Selected extract ::

BTW, some articles on the Web suggest --reflink=always (or just --reflink, which is equivalent to it), but this seems like a bad idea because, according to the "cp" manpage, if you make a mistake (or are calling "cp" programmatically) and use "cp" on a non-CoW filesystem such as ext4 or FAT, then "cp --reflink=always" will fail. The --reflink=auto parameter seems better, since the manpage says it will succeed (making a non-CoW copy) on non-CoW filesystems.
Anyway, I wondered whether Nemo (I'm using version 3.2.2) does CoW copying. I searched in this forum and in the Nemo issue tracker, and didn't find an answer. So here are my test results:
I used the "Duplicate" option in Nemo's right-click menu to copy a folder, containing 100+GB in 50k+ files, to the same 300+GB Btrfs filesystem on a mechanical (spinner) HDD on 6Gbps SATA.
- The copy seemed to go at a speed close to 1GB/second (I didn't actually measure it); to read & write all the data by brute force at 1 gigabyte/s would be more than 16 gigabits/s, which is more than the 6Gbps SATA link.
- The HDD light was off almost the whole time.
- The command-line "df" utility (version 8.23), run before & after the folder duplication, reported the partition as having gained less than 1 percentage point in usage. If the folder had been copied by brute force, the usage would have gone up by some 33 percentage points.

Using the information ::
1. From the post on Nemo and copy-on-write, reproduce the passage from "- The copy seemed" to "33 percentage points.".
2. According to the post on Nemo and copy-on-write, how much did the "df" utility report the partition's usage changing after the folder was duplicated?
3. Check each statement against the post on Nemo and copy-on-write and answer yes or no, quoting the words that settle it:
(a) The manpage says --reflink=auto will fail on non-CoW filesystems.
(b) The HDD light stayed off for almost the entire copy.
(c) The copy speed of about 1GB/second was precisely measured.

Dataset ::

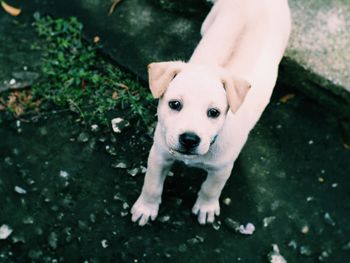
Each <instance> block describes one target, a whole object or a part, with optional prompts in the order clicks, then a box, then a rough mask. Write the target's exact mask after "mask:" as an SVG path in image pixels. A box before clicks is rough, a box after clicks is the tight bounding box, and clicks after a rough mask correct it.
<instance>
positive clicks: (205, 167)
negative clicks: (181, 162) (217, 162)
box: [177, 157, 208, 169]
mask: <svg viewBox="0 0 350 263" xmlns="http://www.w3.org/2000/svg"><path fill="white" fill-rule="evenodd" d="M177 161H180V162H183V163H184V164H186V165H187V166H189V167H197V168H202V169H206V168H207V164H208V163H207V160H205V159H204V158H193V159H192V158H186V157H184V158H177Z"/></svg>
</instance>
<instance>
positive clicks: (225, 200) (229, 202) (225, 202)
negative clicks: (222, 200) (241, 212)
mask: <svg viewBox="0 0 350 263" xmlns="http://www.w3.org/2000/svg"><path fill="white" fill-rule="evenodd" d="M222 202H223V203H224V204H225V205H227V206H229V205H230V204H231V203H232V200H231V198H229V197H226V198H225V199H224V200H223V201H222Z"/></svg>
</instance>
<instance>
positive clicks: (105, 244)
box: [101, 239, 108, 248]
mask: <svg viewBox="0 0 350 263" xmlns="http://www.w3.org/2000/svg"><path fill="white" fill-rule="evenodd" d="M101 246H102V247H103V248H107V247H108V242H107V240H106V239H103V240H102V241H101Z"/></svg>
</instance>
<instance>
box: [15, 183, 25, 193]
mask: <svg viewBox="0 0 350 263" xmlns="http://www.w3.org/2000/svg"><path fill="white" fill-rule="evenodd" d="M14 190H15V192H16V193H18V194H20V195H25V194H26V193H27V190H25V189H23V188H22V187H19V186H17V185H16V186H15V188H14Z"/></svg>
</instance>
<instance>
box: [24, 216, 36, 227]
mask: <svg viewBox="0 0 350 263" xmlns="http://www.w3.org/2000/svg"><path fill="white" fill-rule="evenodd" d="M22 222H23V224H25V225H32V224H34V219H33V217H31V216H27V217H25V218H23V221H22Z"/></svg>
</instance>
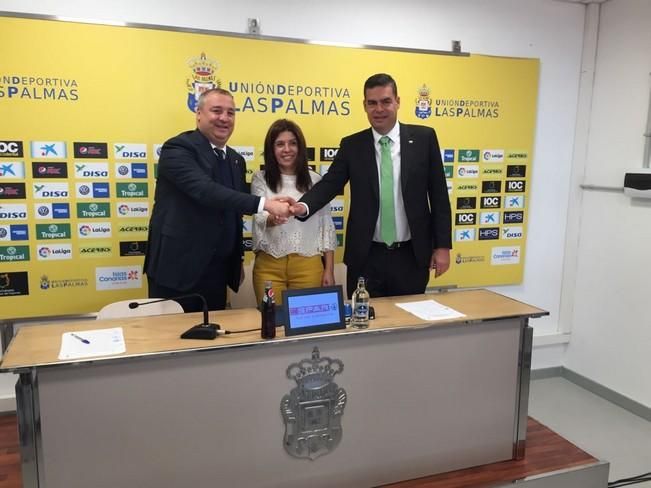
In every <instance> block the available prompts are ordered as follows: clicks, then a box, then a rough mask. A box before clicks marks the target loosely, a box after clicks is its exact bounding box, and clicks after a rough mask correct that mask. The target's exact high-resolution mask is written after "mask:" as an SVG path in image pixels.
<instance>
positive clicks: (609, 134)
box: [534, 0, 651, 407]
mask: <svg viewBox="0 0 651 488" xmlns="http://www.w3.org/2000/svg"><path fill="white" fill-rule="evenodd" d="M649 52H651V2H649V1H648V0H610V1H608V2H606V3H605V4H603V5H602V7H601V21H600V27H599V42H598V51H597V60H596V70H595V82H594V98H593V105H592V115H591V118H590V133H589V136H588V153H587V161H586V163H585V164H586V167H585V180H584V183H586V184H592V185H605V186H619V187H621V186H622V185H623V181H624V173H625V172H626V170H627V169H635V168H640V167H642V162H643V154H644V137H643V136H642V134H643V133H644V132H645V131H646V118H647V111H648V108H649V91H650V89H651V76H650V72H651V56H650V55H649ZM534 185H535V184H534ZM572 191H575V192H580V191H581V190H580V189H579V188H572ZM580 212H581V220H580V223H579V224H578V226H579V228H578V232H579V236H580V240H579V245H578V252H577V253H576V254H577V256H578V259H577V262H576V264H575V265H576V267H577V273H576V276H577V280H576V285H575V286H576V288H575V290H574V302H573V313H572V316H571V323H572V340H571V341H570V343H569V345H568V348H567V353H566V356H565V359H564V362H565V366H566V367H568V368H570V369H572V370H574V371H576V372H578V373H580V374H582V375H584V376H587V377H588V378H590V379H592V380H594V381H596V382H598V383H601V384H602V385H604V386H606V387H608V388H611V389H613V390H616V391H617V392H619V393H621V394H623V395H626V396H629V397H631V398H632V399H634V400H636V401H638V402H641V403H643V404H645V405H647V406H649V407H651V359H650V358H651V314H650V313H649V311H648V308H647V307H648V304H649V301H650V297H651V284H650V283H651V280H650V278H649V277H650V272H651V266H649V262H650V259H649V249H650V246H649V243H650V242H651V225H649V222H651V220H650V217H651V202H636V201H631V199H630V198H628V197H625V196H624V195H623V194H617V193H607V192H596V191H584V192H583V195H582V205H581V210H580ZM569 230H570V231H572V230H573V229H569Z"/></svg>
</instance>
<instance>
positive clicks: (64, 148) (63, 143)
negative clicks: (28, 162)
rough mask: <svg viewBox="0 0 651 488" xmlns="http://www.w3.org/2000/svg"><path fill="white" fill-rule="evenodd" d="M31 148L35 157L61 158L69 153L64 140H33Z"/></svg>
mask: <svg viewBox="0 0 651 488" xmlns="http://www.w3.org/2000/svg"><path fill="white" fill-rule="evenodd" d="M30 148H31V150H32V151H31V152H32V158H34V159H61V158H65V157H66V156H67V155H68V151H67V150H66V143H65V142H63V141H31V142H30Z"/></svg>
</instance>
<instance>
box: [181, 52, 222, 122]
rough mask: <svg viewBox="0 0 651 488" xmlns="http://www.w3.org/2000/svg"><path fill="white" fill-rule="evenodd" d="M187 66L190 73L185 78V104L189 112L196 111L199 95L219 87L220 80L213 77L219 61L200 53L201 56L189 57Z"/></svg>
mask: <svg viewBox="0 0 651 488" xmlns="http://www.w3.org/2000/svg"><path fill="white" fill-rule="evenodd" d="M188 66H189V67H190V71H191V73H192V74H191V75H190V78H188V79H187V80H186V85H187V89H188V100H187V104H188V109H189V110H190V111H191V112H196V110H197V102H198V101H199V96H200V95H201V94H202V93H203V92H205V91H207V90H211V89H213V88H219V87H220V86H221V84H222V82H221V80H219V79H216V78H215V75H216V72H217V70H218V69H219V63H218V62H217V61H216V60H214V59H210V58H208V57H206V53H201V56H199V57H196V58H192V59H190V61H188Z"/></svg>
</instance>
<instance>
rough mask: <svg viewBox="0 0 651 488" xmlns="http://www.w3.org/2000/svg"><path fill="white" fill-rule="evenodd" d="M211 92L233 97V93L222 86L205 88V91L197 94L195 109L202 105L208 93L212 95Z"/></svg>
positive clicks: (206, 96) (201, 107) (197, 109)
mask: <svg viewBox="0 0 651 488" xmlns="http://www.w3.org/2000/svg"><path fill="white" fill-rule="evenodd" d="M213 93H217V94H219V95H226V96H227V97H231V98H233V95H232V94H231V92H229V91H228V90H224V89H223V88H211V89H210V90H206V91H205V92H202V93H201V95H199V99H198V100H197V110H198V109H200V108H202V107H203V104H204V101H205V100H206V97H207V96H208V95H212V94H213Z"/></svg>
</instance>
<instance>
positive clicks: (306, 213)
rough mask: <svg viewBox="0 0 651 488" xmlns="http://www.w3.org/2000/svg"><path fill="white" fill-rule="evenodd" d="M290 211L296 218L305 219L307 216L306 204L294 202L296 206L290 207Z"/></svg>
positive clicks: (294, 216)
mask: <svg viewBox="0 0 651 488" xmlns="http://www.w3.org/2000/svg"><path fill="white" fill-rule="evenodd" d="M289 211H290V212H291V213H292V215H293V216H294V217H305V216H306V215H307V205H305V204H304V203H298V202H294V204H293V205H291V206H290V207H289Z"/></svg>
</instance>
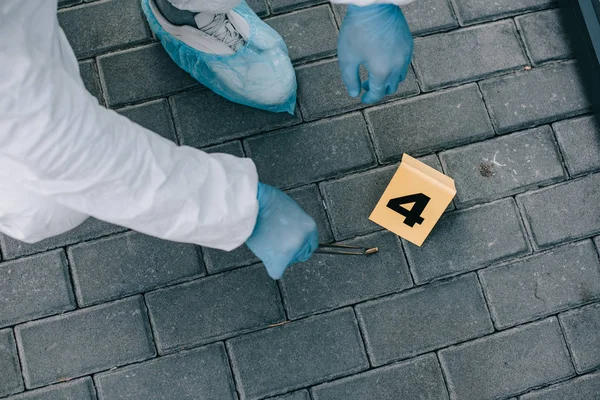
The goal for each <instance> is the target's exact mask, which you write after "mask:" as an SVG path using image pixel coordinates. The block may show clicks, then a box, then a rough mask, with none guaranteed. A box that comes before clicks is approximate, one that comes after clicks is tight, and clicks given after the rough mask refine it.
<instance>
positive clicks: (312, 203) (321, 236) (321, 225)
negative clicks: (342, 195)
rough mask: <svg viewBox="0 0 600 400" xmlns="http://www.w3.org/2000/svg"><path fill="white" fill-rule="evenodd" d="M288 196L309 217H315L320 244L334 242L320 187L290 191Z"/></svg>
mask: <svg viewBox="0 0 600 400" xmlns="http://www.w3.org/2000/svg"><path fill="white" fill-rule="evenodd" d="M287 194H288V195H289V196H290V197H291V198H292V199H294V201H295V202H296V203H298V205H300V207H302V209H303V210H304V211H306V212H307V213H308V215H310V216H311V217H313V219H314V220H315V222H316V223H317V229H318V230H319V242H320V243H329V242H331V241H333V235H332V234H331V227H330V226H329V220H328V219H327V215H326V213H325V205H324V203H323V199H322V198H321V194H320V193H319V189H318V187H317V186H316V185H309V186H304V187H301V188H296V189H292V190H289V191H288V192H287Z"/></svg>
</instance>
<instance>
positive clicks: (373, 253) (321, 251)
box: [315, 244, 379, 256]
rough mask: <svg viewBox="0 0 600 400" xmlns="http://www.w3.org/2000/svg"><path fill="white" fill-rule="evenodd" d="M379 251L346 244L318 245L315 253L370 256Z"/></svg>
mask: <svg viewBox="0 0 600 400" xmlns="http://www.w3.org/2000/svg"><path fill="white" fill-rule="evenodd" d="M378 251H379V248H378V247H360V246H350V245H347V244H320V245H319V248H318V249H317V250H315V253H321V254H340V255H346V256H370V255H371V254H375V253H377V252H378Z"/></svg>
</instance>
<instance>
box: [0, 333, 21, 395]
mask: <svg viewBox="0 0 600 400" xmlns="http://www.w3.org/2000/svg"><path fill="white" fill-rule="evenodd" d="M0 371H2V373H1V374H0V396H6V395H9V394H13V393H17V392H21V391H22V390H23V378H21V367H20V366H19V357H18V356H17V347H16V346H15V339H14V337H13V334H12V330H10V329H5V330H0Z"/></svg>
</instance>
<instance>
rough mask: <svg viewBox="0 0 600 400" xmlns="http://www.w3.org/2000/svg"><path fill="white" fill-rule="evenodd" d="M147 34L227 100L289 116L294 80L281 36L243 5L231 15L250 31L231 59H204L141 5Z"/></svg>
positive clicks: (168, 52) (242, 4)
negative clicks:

Expected results ::
1.
- The copy seemed to go at a speed close to 1GB/second (I didn't actually measure it); to read & write all the data by brute force at 1 gigabyte/s would be more than 16 gigabits/s, which is more than the 6Gbps SATA link.
- The HDD light was off almost the whole time.
- The command-line "df" utility (version 8.23), run before & after the folder duplication, reported the partition as having gained less than 1 percentage point in usage. If the folder had been copied by brute force, the usage would have gone up by some 33 percentage points.

2. It reported the partition as having gained less than 1 percentage point in usage.

3.
(a) No: "the manpage says it will succeed (making a non-CoW copy) on non-CoW filesystems"
(b) Yes: "The HDD light was off almost the whole time."
(c) No: "(I didn't actually measure it)"